*Détail de la consigne*.
Quelles qualités de la voix philosophique de Jean-Luc Nancy le texte fourni énumère-t-il ?

2Bien sûr, il y aurait suffisamment de raisons pour rendre hommage à Jean-Luc Nancy, a fortiori ici dans les Cahiers, et à Strasbourg : à celui qui a marqué intellectuellement comme nul autre ce lieu durant le demi-siècle passé, d’abord comme professeur et, avant tout, comme penseur rayonnant dans le monde entier. Mais, à vrai dire, on n’a pas besoin d’invoquer de tels motifs pour entrer en dialogue avec la pensée de Nancy. Sa voix philosophique ne résonne pas seulement dans une multitude de discours à travers le monde, mais surtout elle touche, sans d’autre raison qu’elle-même, elle est en elle-même une raison suffisante pour nous laisser toucher par sa richesse, sa profondeur, sa puissance, sa beauté et son ouverture.

*Lignes d'enregistrements*.
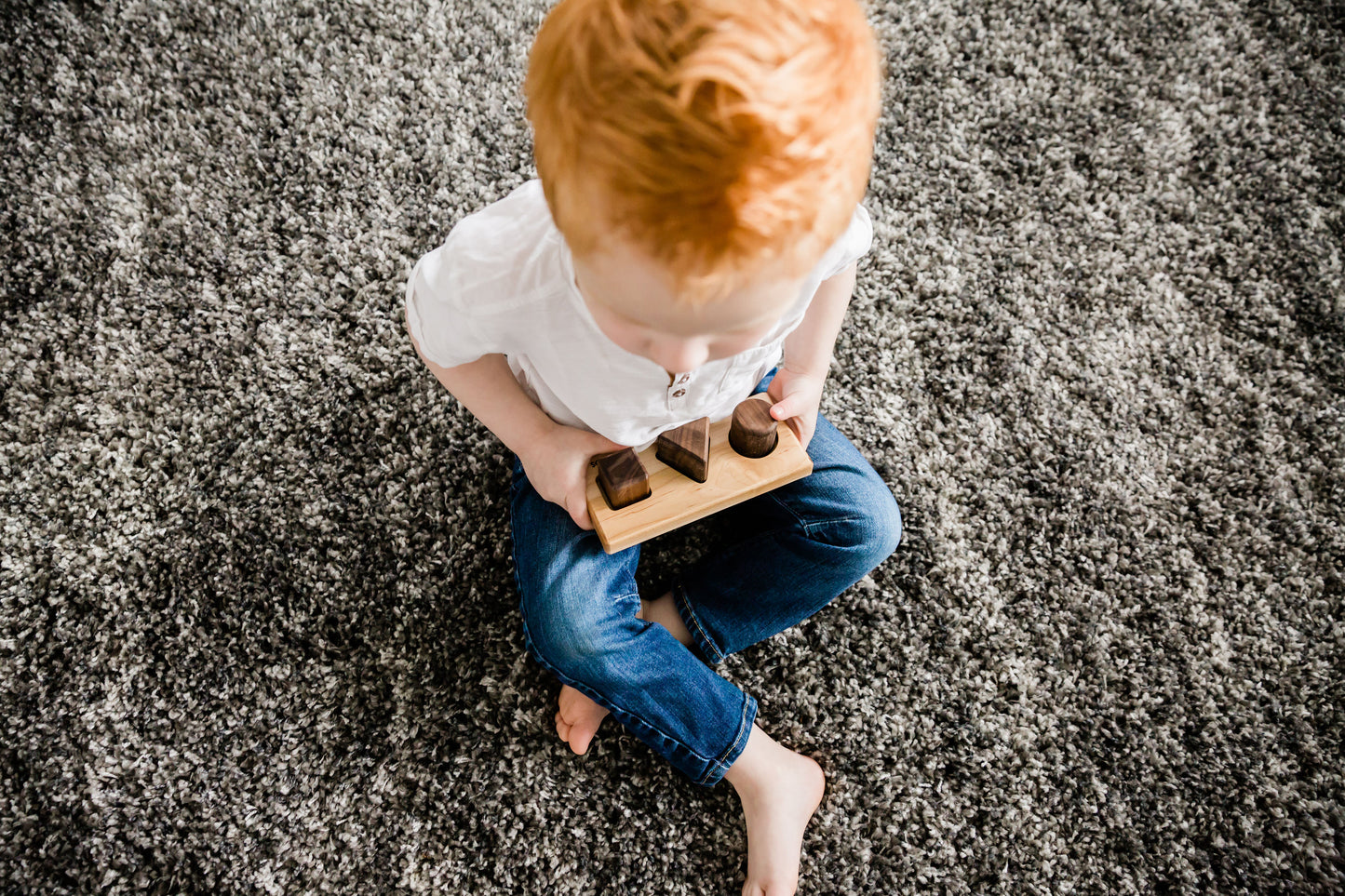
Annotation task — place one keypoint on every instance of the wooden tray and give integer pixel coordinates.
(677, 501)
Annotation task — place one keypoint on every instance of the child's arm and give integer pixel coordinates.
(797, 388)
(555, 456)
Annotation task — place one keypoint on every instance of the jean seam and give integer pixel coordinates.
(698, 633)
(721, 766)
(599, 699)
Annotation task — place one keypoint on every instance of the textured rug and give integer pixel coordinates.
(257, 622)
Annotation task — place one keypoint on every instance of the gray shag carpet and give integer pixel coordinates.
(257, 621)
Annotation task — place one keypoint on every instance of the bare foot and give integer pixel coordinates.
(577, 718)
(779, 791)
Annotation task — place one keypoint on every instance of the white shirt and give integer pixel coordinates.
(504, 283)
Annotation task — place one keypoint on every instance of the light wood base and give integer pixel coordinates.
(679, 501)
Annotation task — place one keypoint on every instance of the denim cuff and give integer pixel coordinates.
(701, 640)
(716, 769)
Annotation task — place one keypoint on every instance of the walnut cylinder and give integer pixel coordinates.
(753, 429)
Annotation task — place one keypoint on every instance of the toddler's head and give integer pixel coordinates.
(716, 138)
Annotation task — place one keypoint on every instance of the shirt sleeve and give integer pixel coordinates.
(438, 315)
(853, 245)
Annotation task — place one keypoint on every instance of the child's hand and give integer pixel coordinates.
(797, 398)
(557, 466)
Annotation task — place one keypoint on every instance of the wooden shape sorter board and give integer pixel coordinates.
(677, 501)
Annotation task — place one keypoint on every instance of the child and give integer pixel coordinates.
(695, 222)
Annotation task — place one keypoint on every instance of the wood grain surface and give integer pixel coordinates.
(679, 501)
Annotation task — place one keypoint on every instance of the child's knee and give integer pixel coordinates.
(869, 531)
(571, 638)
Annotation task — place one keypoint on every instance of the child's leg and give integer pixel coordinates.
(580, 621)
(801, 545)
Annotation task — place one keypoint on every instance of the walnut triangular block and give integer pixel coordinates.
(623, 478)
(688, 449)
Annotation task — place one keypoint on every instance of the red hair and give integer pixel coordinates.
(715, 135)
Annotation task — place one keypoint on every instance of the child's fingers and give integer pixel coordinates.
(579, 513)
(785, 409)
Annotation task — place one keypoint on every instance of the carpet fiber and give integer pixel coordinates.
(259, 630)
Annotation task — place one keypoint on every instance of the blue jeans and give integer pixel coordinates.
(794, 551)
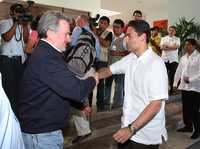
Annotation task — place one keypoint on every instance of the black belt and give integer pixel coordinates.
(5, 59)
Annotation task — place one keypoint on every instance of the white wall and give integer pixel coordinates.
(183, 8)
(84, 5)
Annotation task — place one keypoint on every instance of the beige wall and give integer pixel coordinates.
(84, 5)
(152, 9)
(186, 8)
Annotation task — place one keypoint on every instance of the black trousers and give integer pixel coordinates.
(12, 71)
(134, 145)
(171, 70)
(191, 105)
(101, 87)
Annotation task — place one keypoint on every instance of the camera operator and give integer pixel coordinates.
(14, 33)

*Réponse à la consigne*.
Sa richesse, sa profondeur, sa puissance, sa beauté et son ouverture.